* [EXERCISE PROMPT]
When you give the entries again, keep every word as it stands and drop the pictures.

##### RECORDS TO PROCESS

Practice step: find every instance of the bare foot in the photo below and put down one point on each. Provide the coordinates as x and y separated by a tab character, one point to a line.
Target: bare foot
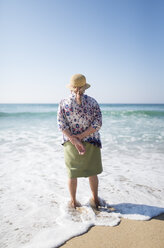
74	204
95	203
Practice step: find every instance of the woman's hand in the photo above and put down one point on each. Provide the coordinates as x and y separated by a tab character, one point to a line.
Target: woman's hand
78	144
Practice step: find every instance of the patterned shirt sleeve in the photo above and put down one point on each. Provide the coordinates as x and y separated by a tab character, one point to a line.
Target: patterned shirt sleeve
61	118
97	122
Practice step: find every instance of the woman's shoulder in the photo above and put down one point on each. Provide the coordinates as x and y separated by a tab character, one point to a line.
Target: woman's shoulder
91	100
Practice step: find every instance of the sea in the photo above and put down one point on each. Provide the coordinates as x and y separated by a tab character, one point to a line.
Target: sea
34	196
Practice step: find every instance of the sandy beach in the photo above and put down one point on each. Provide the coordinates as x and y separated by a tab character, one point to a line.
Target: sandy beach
128	234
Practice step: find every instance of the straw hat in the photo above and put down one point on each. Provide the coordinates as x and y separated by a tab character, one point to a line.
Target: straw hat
78	80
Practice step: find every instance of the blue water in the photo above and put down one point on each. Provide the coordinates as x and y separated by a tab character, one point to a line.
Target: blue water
33	190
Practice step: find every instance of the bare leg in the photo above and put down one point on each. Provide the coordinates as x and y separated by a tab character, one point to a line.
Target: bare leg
93	181
72	184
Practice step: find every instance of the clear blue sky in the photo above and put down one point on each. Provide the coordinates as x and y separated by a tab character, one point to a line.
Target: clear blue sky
117	44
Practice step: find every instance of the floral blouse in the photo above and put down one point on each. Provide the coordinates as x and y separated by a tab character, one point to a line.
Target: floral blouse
77	118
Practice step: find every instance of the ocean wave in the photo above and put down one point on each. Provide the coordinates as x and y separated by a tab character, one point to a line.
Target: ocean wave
28	114
139	113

##########

* [OUTPUT BELOW]
Practice step: find every instance of the bare foot in the photo below and put down one point on each. Provide the coordinates as x and y separated by a tab character, one point to a line.
Target: bare foot
74	204
95	203
Practice step: find every instance of the woman's hand in the photo above and put down one point on each. Provide the coordinates as x and y separated by a tab character, one point to a line.
Target: woman's hand
78	144
Practice step: find every instance of the patterned shirt sleeve in the photo above and put down one point on each. Provide the coordinates as x and y separated by a tab character, one point to a line.
Target: patterned shirt sleeve
61	118
97	122
Practice step: find every instance of the woman's shoulder in the photo above and put down one point on each. Provide the coordinates as x and y separated by a tab character, one point to a line.
Target: woman's shoulder
91	100
Practice step: find every instance of the sea in the photo above and put down one point on each. Provide the coordinates as x and y separated by a tab character, one point to a line.
Target: sea
34	196
Practice step: find every instance of the sandy beach in the photo above and put down one point on each. Provide the coordinates as x and y separated by a tab character, one point to a line.
Target: sandy beach
128	234
Practice step: find every instance of the straw hat in the photo above and put down one point on each. Provide the coordinates as x and y separated by a tab character, one point to a line.
Target: straw hat
78	80
Practice step: find every instance of the blue water in the photo above and put down one point on each. Provide the coordinates as x and y separated by a tab character, one point to a line.
Target: blue water
33	190
Practice step: find every instance of the bare leg in the photo above and put down one point on each. Provide the coordinates as x and y separated by a tab character, one point to a line.
Target: bare leg
93	181
72	184
Practice step: find every instance of the clear blue sky in the photo above and put down one point on each. Provide the coordinates as x and y separated by a tab character, one point to a line.
Target: clear blue sky
117	44
Practice step: find every instance of the floral blouse in the photo above and put down one point on each. Provide the coordinates as x and y separated by a tab character, one point to a line.
Target: floral blouse
77	118
Practice step: find every instance of the ocean wave in the photo above and put down one point on each. Provide the coordinates as x and y separated by a tab character, one point to a line.
Target: ocean wave
28	114
139	113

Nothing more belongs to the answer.